DESCRIPTION OF THE TASK
Continue the lesson on business metrics versus ML metrics, starting right after its last sentence.

DOCUMENT SEGMENT
/---

Defining Success: Business Metrics vs. ML Metrics

Explore how to distinguish business metrics like revenue and engagement from ML metrics such as precision and recall. Understand how to align these metrics effectively to ensure ML models deliver real business value. This lesson helps you reason through metric selection, validate proxies, and recognize failure modes in metric alignment for scalable ML system design.

We'll cover the following...

Business metrics in ML systems
ML metrics and what they measure
Aligning ML metrics to business goals
- The three-step alignment framework
  - Example A: Video recommendations and engagement
  - Example B: Fraud detection and revenue protection
When ML metrics give away business goals
Conclusion

A recommendation team at a streaming platform ships a new ranking model after months of development. Offline evaluation shows an 8% improvement in NDCG. The team celebrates. Two weeks after launch, subscriber retention drops by 1.5%. Leadership pulls the model. What went wrong? The model was optimized for a metric that did not reliably proxy the business outcome it was supposed to serve. This is the metric alignment problem, and it is the single most common disconnect exposed in ML system design interviews at L5 and above.

With the functional and non-functional requirements defined in the previous lesson, the next critical step is to specify what success looks like for the system. That specification lives in two distinct metric families: business metrics, which capture the outcomes the product exists to deliver, and ML metrics, which capture how well the model performs its prediction or ranking task. This lesson defines each family, shows how to map between them, and identifies the failure modes where that mapping breaks down.

Business metrics in ML systems

Business metrics measure the outcomes that product, leadership, and business stakeholders track to evaluate whether the system is delivering product or business value. They are usually measured at the population level over longer time horizons, such as days, weeks, or quarters, and help justify continued investment in the ML system. Several business metrics appear repeatedly in ML system design interviews, along with one composite metric that combines multiple business outcomes.

Revenue measures the direct monetary outcome of the system, expressed as revenue per user, average order value, or ad revenue per impression. Ads ranking, e-commerce search, and dynamic pricing systems all optimize toward revenue targets.
Engagement captures user interaction intensity through signals like clicks, time spent, and sessions per day. Feed ranking and video recommendation systems, such as YouTube or Instagram, treat engagement as their primary business objective.
Retention tracks whether users return over time, measured as Day-1, Day-7, or Day-30 retention rates, or inversely as churn rate. Subscription products and platforms with network effects depend heavily on retention.
NPS (Net Promoter Score) is a survey-based measure of user satisfaction and likelihood to recommend the product. It serves as a lagging indicator of product quality and is typically measured quarterly.
Customer lifetime value (CLV) is a composite metric that integrates revenue and retention into a single estimate of the total monetary value a user generates over their relationship with the product. Marketplaces and subscription businesses use CLV to evaluate long-term system impact.

Note: Business metrics are not owned by the ML team. They are set by product and leadership. The ML team’s job is to move them through model improvements validated by A/B testing.

The following table summarizes these metrics with their typical ML system contexts and measurement horizons.

\---

Entries from a point annotation set:
/---

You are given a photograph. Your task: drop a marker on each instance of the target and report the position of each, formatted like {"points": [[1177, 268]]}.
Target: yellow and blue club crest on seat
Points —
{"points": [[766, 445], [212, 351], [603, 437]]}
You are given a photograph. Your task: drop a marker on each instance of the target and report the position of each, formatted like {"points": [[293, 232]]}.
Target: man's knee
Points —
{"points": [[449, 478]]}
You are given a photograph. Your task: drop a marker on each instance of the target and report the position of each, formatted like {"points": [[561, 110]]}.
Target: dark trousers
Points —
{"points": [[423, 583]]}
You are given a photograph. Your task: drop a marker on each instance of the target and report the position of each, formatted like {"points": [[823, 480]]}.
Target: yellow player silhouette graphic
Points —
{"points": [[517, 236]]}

\---

ANSWER TO THIS EXERCISE
Key Business Metrics for ML Systems

Business Metric	Definition	Typical ML System	Measurement Horizon	Example Target
Revenue	Monetary outcome	Ads ranking, e-commerce search	Weekly/Monthly	+2% revenue per session
Engagement	Interaction intensity	Feed ranking, video recommendations	Daily/Weekly	+5% average session duration
Retention	User return rate	Subscription platforms, social networks	7-day/30-day	Reduce 30-day churn by 1%
NPS	User satisfaction score	Any user-facing product	Quarterly	Maintain NPS above 50
CLV	Lifetime monetary value per user	Marketplace, subscription	Quarterly/Annual	+3% average CLV

With business metrics defined, the next step is understanding the ML metrics that models actually optimize during training and evaluation.

ML metrics and what they measure

ML metrics quantify model performance at the prediction or query level. They are computed during offline evaluation and monitored during A/B tests. Unlike business metrics, they are owned by the ML team and operate on individual predictions rather than population-level outcomes. Five ML metrics appear most frequently in system design interviews.

Precision is the fraction of positive predictions that are actually correct, calculated as $\text{Precision} = \frac{TP}{TP + FP}$ . It matters most when false positives are costly, such as in spam filtering or fraud detection where blocking a legitimate user has direct business consequences.
Recall is the fraction of actual positives that the model captures, calculated as $\text{Recall} = \frac{TP}{TP + FN}$ . It matters most when missing a positive is dangerous, such as in fraud detection or content moderation where a missed case causes direct harm.
AUC (Area under the ROC curve) measures the ranking quality of a binary classifier across all decision thresholds. A model with higher AUC assigns higher scores to positive examples more consistently. AUC It is widely used in CTR prediction and fraud scoring.
NDCG (Normalized discounted cumulative gain) evaluates ranked list quality by weighting relevance scores with a position-based discount. NDCG It is the standard offline metric for search and recommendation systems.
RMSE (Root mean squared error) measures the magnitude of prediction errors for regression tasks, calculated as $\text{RMSE} = \sqrt{\frac{1}{n}\sum_{i=1}^{n}(y_i - \hat{y}_i)^2}$ . It is used in ETA prediction, demand forecasting, and pricing systems.

These metrics are proxies. They approximate business value but do not guarantee it.

The diagram below illustrates the relationship between the two metric families and highlights where alignment gaps can emerge.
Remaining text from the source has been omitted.